One line in the listing below contains "sliced tomato, one point per instance.". Repeat that line and each line after it exactly, ending with the last one.

▶ _RECORD SET_:
::::::::::

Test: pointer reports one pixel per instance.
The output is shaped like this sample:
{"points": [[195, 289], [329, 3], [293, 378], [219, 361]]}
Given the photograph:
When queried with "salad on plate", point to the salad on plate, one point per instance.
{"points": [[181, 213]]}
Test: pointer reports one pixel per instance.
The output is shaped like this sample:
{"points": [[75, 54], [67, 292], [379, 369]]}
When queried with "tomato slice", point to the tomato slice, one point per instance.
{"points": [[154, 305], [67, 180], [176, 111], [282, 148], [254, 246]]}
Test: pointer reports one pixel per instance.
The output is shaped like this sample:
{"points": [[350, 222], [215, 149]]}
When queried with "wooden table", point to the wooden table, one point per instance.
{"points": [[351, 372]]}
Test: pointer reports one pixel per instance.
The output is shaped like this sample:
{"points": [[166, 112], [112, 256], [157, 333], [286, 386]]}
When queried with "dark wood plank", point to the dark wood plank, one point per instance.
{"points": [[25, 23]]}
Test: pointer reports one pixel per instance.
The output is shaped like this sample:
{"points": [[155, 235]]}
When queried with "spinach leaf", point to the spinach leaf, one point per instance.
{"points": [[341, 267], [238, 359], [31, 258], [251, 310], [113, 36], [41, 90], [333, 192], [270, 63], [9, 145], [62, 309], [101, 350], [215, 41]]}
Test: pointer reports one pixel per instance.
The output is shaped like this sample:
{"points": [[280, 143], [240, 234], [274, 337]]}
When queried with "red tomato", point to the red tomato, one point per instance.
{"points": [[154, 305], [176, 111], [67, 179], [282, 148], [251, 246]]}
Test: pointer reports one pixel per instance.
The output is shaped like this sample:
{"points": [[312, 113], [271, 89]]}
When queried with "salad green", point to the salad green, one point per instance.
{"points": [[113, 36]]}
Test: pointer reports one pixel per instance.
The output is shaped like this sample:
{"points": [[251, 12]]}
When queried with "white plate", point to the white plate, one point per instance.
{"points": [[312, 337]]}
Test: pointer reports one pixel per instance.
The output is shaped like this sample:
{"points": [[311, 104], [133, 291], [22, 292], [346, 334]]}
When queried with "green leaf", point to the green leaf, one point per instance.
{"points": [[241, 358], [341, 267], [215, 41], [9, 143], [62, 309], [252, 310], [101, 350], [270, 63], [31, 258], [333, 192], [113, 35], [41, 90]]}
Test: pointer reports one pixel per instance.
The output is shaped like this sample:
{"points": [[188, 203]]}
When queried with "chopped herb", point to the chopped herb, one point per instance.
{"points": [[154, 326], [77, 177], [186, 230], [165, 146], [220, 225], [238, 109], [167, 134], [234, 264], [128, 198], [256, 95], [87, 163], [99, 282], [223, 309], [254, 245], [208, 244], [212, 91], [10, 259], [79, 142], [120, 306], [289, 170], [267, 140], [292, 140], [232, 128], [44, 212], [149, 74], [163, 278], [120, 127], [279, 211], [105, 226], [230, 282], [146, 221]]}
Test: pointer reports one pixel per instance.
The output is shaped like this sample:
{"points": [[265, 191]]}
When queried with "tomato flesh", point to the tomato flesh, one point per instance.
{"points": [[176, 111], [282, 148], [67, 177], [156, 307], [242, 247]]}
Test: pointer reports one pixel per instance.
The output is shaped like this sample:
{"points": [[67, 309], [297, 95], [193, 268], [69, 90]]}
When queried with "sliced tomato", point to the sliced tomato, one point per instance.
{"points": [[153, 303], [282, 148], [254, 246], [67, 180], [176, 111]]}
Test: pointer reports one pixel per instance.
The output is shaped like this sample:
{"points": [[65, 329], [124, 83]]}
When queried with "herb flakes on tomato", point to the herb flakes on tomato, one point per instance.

::::::::::

▶ _EXPECTED OUTPUT_:
When queried with "sliced tomato", point to the sliced tomato, one point per instance.
{"points": [[153, 303], [282, 148], [254, 246], [67, 180], [176, 111]]}
Test: pointer reports one pixel per instance.
The output is shaped like this sample:
{"points": [[65, 329], [124, 83]]}
When queried with "herb flakes on tomato", point to the herb flakes on tomato, one point per instance.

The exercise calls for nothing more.